(Beginning of Selected extract)
Shanghai, battling China's biggest ever Covid-19 outbreak, put the entire city into lockdown at the beginning of the month, though it has cautiously lifted some restrictions on residential areas that have gone two weeks without a positive case

Reuters
29 April, 2022, 10:00 am
Last modified: 29 April, 2022, 10:04 am
FILE PHOTO: Police and security members in protective suits stand outside cordoned off food stores following the coronavirus disease (COVID-19) outbreak in Shanghai, China 29 March, 2022. REUTERS/Aly Song/File Photo
FILE PHOTO: Police and security members in protective suits stand outside cordoned off food stores following the coronavirus disease (COVID-19) outbreak in Shanghai, China 29 March, 2022. REUTERS/Aly Song/File Photo

As many as 12.38 million Shanghai residents, nearly half the population of China's financial hub, are now in lower-risk areas, meaning they can leave their homes, the government said on Friday.

Shanghai, battling China's biggest ever Covid-19 outbreak, put the entire city into lockdown at the beginning of the month, though it has cautiously lifted some restrictions on residential areas that have gone two weeks without a positive case.

The city classifies each housing unit according to three levels of risk, designating those that have not seen a Covid-19 positive case for 14 days as "prevention zones", allowing residents to go out for "appropriate" activities.

By Thursday, the number of people living in high-risk "sealed and controlled zones", subject to the strictest lockdown measures, was 5.27 million, down by 6.6 million since the last readjustment on 20 April.
(End of Selected extract)
→ **Task details**: Decide whether each statement agrees with the Shanghai lockdown report, answering yes or no and quoting the deciding words from the report. (a) The government said nearly half of Shanghai's residents are now in lower-risk areas. (b) Shanghai put the entire city into lockdown at the end of the month. (c) The last readjustment of risk zones before Thursday took place on 29 March. The lines that follow come from a separate source and have no connection to the report above.
(Beginning of Data shown)
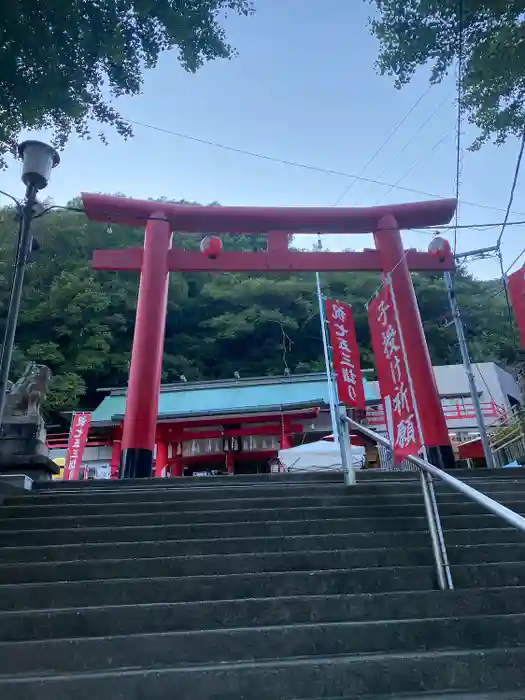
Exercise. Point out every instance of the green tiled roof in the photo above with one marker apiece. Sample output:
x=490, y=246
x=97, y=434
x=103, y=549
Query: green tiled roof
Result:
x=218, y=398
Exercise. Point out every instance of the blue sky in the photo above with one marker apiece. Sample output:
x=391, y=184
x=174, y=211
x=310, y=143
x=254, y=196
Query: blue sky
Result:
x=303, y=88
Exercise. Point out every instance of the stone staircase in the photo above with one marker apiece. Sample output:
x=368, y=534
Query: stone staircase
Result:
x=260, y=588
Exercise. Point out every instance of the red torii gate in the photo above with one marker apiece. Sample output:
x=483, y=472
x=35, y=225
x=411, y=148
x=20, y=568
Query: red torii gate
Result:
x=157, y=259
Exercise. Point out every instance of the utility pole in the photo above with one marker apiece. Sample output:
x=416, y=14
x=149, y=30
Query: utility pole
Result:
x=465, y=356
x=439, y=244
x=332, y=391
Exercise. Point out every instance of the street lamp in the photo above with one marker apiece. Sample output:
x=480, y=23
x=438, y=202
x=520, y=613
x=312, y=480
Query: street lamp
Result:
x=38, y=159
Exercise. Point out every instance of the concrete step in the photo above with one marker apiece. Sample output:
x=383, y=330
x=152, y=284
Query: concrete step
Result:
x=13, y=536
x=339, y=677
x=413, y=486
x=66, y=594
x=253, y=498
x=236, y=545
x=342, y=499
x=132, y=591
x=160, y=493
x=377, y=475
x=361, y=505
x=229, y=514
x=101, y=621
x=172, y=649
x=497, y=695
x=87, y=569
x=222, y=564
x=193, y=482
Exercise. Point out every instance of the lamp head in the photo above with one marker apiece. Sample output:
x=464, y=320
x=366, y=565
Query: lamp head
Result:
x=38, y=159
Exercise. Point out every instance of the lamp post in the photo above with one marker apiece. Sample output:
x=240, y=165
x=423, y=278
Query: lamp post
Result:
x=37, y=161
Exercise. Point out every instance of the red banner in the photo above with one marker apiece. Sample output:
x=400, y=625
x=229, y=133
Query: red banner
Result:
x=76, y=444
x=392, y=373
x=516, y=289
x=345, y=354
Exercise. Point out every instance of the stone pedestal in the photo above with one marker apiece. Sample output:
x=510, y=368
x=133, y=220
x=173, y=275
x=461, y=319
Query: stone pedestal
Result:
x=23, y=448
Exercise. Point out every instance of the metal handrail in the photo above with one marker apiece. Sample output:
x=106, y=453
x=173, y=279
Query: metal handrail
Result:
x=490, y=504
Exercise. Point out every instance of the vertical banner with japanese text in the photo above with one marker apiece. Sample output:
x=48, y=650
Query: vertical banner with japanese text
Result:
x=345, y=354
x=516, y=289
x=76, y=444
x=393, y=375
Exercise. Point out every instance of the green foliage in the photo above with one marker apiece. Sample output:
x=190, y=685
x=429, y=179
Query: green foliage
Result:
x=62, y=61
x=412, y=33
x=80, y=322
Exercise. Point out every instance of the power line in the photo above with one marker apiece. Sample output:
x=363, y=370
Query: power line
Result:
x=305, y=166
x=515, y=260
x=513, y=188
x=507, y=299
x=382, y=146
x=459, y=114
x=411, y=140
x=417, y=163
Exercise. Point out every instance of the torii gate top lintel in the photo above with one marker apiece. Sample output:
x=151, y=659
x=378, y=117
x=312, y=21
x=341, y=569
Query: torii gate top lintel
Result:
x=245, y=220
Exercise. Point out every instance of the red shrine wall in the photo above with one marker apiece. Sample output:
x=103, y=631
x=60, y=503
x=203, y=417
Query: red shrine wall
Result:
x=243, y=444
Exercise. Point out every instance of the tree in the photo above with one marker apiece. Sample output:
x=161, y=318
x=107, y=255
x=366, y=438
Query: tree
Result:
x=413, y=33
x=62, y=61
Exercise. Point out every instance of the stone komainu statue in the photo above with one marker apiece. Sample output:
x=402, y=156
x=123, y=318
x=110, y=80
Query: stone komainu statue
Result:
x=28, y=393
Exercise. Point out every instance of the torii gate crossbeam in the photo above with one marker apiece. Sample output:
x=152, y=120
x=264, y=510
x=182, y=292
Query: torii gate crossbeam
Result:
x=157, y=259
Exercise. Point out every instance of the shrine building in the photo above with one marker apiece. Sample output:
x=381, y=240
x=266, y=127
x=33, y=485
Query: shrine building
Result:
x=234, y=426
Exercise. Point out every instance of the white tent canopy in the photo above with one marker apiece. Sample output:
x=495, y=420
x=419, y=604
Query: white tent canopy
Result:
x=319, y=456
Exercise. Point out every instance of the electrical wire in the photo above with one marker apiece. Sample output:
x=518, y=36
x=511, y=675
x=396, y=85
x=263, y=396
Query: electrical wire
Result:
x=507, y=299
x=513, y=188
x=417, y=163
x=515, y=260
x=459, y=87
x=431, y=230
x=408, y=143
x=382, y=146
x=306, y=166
(End of Data shown)
→ **Task response**:
(a) Yes: "As many as 12.38 million Shanghai residents, nearly half the population of China's financial hub, are now in lower-risk areas"
(b) No: "put the entire city into lockdown at the beginning of the month"
(c) No: "since the last readjustment on 20 April"